● Document text
-- Opening Marker --

Top 20 ways Brits compare themselves to colleagues – like work ethic and dress sense | City & Business | Finance


Job performance, work ethic, and dress sense are among the top ways we compare ourselves to our colleagues – with 51 percent admitting that doing so negatively impacts their mental health. Others observe their colleagues’ outfit choices (17 percent), leadership skills (17 percent), and even how fit people are (15 percent).

But the poll of 2,000 workers found they are more likely to compare to someone’s work-life balance (27 percent), than what they earn (22 percent). Employees compare themselves to others an average of three times a day – as many as 15 times over a five-day working week.

Tara Foley, chief executive officer at AXA UK and Ireland, said of the annual Mind Health report examining the country’s mental health: “In the UK, we are seeing a growing number of people battling with poor mind health – and, as people spend a large proportion of their lives working, a supportive workplace environment plays a critical role in addressing this.

“Research shows that workplace habits are a significant factor – like people comparing themselves unfavourably with their colleagues.

“The poor mind health associated with this behaviour comes at a huge cost to the UK and global economies, and employers have a duty to respond to this for the benefit of their employees and the wider society.”

TV personality and NHS doctor, Dr Alex George, who is working with AXA on their Mind Health campaign, said he has fallen victim to career comparison in the past.

He said: “It is something that is pretty much synonymous with medical training – you are quite literally ranked against every other doctor in the country when you graduate, from the best to the worst.

“At every stage of all career training and progression it is incredibly competitive. Whilst this can be a good thing, to push people to be the best they can be, it can be equally damaging to our mental health.

-- Closing Marker --

● Your goal
Please copy the workplace comparison article word for word from "But the poll" to "in addressing this.", including both ends.

● Material provided
-- Opening Marker --

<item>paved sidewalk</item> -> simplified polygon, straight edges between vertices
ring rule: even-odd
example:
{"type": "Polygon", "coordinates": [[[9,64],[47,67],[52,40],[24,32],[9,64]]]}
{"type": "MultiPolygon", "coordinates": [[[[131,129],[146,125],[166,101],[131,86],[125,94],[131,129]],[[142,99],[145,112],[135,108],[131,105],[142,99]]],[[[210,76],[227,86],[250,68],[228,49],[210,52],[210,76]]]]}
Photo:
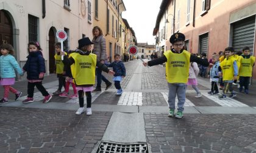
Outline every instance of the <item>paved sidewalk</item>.
{"type": "MultiPolygon", "coordinates": [[[[0,152],[95,152],[102,140],[142,141],[149,144],[150,152],[256,152],[254,83],[250,94],[238,93],[233,99],[220,100],[207,93],[209,81],[199,78],[203,96],[195,98],[195,92],[188,87],[185,116],[179,120],[166,115],[165,68],[144,67],[139,60],[125,66],[124,93],[115,96],[114,86],[93,93],[91,116],[74,114],[77,98],[54,96],[44,104],[37,89],[36,101],[23,104],[27,81],[16,83],[13,87],[23,97],[14,101],[10,93],[10,103],[0,106],[0,152]]],[[[104,75],[111,80],[110,75],[104,75]]],[[[46,76],[43,84],[52,93],[57,89],[56,75],[46,76]]]]}

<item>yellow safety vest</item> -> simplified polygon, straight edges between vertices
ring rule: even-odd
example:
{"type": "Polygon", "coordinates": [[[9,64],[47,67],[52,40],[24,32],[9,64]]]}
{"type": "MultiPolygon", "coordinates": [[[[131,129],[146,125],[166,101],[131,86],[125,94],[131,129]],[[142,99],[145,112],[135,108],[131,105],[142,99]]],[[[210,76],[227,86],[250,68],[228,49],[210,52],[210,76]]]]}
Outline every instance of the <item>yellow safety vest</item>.
{"type": "Polygon", "coordinates": [[[233,56],[225,58],[221,63],[221,67],[222,71],[223,81],[233,80],[234,77],[233,63],[236,59],[233,56]]]}
{"type": "Polygon", "coordinates": [[[166,80],[169,83],[187,83],[190,63],[190,53],[183,50],[181,53],[168,50],[164,53],[167,58],[166,80]]]}
{"type": "Polygon", "coordinates": [[[76,84],[94,84],[97,55],[93,53],[82,55],[79,53],[73,53],[69,57],[72,57],[75,61],[71,68],[76,84]]]}
{"type": "MultiPolygon", "coordinates": [[[[66,53],[65,53],[66,55],[66,53]]],[[[54,55],[55,61],[56,63],[56,73],[62,74],[63,72],[64,64],[62,60],[62,55],[58,55],[57,53],[54,55]]]]}
{"type": "Polygon", "coordinates": [[[252,66],[255,61],[255,57],[251,56],[250,58],[244,58],[242,56],[239,57],[240,63],[239,75],[241,76],[252,76],[252,66]]]}

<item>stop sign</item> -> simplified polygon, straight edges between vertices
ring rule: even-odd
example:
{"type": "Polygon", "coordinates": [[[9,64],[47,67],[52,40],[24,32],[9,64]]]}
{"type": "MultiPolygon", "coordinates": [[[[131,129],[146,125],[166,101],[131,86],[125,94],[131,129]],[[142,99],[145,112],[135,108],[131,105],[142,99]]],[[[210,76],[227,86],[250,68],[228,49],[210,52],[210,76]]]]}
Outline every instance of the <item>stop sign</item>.
{"type": "Polygon", "coordinates": [[[136,46],[130,46],[128,49],[128,52],[132,55],[135,55],[138,53],[138,48],[136,46]]]}
{"type": "Polygon", "coordinates": [[[68,38],[68,35],[65,31],[60,30],[57,32],[56,36],[58,39],[60,41],[65,41],[68,38]]]}

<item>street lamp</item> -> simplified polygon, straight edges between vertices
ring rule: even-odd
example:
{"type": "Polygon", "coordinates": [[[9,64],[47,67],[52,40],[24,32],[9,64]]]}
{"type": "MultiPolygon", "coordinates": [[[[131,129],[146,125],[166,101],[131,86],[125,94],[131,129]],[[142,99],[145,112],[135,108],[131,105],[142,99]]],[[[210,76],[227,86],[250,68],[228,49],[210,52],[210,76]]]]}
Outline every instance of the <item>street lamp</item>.
{"type": "Polygon", "coordinates": [[[175,27],[175,18],[174,18],[174,16],[172,14],[168,15],[167,17],[166,17],[166,21],[165,21],[165,23],[169,23],[169,21],[168,21],[168,16],[169,15],[172,16],[172,19],[173,19],[173,33],[172,33],[172,34],[174,34],[174,27],[175,27]]]}

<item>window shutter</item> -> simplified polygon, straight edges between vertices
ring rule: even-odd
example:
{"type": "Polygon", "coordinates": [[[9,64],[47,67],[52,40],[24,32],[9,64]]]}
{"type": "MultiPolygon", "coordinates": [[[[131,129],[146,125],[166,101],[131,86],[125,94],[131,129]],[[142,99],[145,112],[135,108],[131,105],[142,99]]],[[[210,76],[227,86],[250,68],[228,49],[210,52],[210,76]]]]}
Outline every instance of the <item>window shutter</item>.
{"type": "Polygon", "coordinates": [[[211,0],[205,0],[205,10],[210,10],[210,7],[211,5],[211,0]]]}

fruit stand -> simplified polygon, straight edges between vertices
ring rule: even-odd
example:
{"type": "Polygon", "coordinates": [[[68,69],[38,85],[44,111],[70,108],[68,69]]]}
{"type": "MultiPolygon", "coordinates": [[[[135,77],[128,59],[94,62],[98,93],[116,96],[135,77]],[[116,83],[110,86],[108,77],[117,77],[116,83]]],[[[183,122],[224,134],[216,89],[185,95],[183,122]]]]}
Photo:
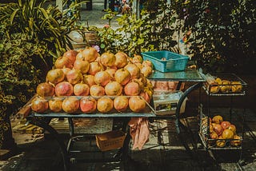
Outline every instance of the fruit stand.
{"type": "MultiPolygon", "coordinates": [[[[73,118],[107,117],[122,121],[123,133],[120,134],[120,138],[117,138],[115,140],[118,143],[124,141],[123,145],[114,157],[106,161],[127,160],[131,138],[127,123],[134,117],[150,118],[153,121],[157,119],[174,119],[177,133],[186,151],[193,157],[192,149],[180,136],[182,130],[188,131],[180,121],[180,109],[186,97],[201,87],[205,79],[196,70],[184,70],[186,63],[183,70],[178,68],[175,72],[160,72],[153,70],[152,63],[146,61],[143,62],[139,55],[129,58],[121,52],[100,55],[92,48],[79,52],[70,50],[57,59],[54,69],[47,73],[46,82],[38,86],[37,95],[24,109],[25,109],[25,117],[30,123],[43,128],[56,139],[61,149],[64,170],[68,170],[70,161],[79,161],[76,157],[71,157],[70,152],[73,144],[83,137],[75,135],[73,118]],[[177,89],[182,82],[191,83],[190,85],[192,86],[180,97],[174,115],[158,115],[155,112],[150,81],[178,82],[177,89]],[[67,145],[49,125],[49,121],[56,117],[68,118],[70,138],[67,145]]],[[[170,60],[165,61],[168,65],[170,60]]],[[[96,137],[96,140],[104,139],[104,136],[96,137]]],[[[98,141],[98,146],[99,144],[98,141]]]]}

-- Closing Marker --

● Written answer
But the poll of 2,000 workers found they are more likely to compare to someone’s work-life balance (27 percent), than what they earn (22 percent). Employees compare themselves to others an average of three times a day – as many as 15 times over a five-day working week.

Tara Foley, chief executive officer at AXA UK and Ireland, said of the annual Mind Health report examining the country’s mental health: “In the UK, we are seeing a growing number of people battling with poor mind health – and, as people spend a large proportion of their lives working, a supportive workplace environment plays a critical role in addressing this.